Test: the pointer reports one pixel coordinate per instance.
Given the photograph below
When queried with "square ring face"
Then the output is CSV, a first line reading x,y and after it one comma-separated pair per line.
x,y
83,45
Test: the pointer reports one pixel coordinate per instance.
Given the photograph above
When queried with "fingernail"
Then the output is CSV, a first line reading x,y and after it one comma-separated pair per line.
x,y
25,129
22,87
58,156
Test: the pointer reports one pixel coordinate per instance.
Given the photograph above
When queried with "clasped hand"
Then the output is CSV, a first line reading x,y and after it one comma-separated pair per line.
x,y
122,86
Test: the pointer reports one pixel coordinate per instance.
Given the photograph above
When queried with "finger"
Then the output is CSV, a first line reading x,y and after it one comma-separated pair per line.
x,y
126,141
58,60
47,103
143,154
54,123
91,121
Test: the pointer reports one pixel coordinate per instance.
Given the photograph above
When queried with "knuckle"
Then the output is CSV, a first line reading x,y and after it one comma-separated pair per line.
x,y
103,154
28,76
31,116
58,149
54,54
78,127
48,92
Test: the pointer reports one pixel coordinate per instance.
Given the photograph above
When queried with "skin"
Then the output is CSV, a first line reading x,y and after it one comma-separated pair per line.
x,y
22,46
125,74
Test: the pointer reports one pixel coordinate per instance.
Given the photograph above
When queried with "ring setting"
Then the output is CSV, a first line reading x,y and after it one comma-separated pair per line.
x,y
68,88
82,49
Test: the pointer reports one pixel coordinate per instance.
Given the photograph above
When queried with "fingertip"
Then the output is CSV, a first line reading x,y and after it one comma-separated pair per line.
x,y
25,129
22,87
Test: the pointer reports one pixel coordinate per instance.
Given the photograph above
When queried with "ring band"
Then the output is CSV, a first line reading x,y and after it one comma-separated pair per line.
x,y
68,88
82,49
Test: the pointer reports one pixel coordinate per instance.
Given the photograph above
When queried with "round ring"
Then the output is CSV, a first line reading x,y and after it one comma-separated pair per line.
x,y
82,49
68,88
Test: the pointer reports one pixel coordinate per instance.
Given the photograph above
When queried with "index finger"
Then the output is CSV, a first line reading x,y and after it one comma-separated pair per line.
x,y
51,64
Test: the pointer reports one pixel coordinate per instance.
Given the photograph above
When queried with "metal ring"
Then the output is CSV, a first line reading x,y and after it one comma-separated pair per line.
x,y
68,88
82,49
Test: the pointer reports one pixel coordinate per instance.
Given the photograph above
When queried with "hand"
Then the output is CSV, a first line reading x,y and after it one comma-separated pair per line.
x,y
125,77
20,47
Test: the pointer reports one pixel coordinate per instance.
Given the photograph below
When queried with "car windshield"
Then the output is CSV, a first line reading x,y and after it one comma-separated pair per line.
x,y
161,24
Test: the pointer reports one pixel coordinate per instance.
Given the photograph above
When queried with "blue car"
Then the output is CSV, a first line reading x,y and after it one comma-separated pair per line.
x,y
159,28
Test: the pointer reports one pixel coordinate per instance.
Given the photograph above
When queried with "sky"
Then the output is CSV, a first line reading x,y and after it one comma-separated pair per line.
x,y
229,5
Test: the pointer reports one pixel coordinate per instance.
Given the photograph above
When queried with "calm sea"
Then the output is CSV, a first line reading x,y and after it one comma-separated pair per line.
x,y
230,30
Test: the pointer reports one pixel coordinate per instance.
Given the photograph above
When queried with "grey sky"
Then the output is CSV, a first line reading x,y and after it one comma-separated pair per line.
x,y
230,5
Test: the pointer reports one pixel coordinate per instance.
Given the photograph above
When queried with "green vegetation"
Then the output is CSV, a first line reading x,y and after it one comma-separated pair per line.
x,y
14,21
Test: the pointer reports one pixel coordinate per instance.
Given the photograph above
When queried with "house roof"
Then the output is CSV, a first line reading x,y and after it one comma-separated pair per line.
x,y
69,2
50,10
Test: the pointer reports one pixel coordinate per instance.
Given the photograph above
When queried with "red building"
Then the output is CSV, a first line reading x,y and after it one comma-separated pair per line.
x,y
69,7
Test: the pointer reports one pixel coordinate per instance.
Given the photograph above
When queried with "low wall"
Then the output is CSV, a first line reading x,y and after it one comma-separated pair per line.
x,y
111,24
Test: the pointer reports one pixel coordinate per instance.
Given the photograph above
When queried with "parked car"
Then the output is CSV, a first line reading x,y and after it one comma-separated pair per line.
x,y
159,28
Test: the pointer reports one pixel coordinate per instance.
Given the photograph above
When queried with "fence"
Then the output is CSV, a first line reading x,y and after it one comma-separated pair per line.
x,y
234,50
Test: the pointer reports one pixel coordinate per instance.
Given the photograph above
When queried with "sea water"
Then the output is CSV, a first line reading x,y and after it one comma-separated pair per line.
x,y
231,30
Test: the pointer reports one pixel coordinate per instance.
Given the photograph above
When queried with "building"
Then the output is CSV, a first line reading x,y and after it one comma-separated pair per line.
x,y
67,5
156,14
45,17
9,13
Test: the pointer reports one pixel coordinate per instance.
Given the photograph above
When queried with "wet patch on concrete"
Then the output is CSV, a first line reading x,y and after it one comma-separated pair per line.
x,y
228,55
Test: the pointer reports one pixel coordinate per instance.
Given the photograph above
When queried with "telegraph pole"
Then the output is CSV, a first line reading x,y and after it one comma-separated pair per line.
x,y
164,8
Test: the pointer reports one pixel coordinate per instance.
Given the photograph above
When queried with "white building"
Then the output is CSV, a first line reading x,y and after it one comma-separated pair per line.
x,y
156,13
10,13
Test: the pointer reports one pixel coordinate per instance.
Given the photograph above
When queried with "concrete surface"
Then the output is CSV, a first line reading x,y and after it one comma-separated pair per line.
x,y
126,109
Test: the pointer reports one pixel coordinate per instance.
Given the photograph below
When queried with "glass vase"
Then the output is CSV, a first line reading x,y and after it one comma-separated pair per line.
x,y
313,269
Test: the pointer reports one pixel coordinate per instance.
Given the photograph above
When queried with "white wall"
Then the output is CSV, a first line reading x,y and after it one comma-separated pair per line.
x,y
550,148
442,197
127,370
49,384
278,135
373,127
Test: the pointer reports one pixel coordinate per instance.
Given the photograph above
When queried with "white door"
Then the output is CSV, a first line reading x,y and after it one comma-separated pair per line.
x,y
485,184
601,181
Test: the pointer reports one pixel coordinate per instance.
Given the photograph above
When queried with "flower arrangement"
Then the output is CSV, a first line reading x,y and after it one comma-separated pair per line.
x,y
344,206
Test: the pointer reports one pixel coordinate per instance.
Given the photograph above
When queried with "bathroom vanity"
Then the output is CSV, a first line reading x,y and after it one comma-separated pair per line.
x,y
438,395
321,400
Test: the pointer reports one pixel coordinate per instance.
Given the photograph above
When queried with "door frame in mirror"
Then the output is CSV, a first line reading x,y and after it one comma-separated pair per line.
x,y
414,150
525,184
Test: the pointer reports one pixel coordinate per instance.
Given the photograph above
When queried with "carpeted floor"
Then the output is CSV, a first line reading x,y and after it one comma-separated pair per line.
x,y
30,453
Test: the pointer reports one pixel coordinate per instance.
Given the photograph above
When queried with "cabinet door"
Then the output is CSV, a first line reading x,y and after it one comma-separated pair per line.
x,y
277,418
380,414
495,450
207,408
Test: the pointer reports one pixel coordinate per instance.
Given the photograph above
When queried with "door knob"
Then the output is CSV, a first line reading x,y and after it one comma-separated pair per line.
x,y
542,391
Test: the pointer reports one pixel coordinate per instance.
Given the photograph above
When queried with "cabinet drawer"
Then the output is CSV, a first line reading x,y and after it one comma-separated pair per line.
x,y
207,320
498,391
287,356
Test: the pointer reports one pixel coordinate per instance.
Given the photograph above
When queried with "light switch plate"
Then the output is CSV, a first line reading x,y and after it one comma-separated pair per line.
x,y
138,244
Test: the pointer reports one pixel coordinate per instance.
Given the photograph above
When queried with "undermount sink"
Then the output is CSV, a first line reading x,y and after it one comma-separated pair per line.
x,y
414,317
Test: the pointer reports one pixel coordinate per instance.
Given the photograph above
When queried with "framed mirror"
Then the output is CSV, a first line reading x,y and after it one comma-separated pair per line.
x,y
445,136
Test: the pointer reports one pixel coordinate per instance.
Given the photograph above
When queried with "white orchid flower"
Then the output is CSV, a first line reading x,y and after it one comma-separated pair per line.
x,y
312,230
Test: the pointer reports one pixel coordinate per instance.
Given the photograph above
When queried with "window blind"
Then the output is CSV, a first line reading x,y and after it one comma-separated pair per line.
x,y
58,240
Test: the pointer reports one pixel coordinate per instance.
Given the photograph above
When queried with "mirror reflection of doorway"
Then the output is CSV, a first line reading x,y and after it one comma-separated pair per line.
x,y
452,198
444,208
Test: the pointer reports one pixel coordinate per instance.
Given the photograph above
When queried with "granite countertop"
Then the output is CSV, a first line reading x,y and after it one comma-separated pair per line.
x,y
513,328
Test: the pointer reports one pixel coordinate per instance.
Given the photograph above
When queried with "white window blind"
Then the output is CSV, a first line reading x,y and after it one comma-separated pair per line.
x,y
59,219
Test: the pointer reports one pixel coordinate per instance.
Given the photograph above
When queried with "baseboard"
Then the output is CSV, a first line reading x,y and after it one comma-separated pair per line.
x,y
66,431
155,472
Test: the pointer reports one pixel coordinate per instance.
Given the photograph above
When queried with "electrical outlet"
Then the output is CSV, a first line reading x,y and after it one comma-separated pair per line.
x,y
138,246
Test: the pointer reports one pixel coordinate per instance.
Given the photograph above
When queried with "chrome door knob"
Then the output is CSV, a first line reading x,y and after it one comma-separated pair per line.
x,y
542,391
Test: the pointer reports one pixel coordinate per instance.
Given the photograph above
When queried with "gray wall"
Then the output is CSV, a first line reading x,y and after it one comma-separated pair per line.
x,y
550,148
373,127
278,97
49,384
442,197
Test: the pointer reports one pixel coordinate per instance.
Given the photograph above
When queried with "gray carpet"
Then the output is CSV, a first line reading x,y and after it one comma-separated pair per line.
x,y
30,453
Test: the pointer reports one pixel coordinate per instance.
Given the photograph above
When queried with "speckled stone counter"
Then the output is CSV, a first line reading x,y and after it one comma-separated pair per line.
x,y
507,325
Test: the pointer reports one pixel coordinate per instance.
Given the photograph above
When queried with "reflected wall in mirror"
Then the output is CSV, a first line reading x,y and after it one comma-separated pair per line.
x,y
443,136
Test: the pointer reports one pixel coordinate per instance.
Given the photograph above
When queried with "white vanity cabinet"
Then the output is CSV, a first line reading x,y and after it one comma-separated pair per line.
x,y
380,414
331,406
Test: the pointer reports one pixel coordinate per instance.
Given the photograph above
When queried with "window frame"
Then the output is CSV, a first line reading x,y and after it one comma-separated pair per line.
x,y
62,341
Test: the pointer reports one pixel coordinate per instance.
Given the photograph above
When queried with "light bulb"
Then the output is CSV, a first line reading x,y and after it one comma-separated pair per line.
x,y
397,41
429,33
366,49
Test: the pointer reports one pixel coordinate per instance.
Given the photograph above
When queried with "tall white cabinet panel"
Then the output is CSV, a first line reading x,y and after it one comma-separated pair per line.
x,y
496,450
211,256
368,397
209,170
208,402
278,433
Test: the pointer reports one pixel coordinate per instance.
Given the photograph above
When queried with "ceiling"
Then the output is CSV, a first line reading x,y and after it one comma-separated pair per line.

- Problem requirements
From the material above, gather all lines that include the string "concrete" and copy them.

- Answer to the exercise
When queried with "wet patch on concrete"
When queried with "concrete surface"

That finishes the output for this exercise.